## Begin

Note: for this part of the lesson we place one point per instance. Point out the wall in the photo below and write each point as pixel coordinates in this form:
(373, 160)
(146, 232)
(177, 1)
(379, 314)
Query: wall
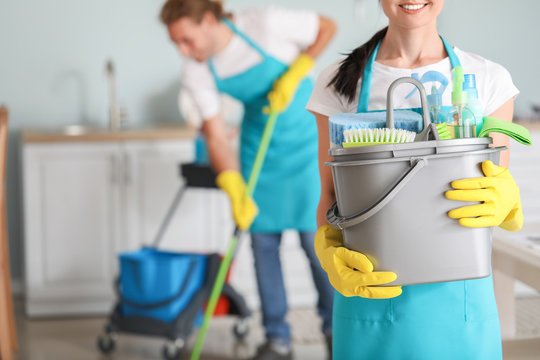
(53, 55)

## End

▶ **INSTRUCTIONS TO FOLLOW**: Please present every line of the listing above as a Markdown table with the columns "Row" and "Line". Number each line, skip blank lines, and leave the pictures out.

▶ **WORKED SOLUTION**:
| Row | Line |
|---|---|
| 1 | Note: for this part of the lesson we place one point per instance. Point out the wall in the photo below and write each point as pixel coordinates in this form: |
| 2 | (373, 160) |
| 3 | (146, 232) |
| 4 | (177, 1) |
| 5 | (379, 314) |
| 6 | Query: wall |
| 7 | (53, 55) |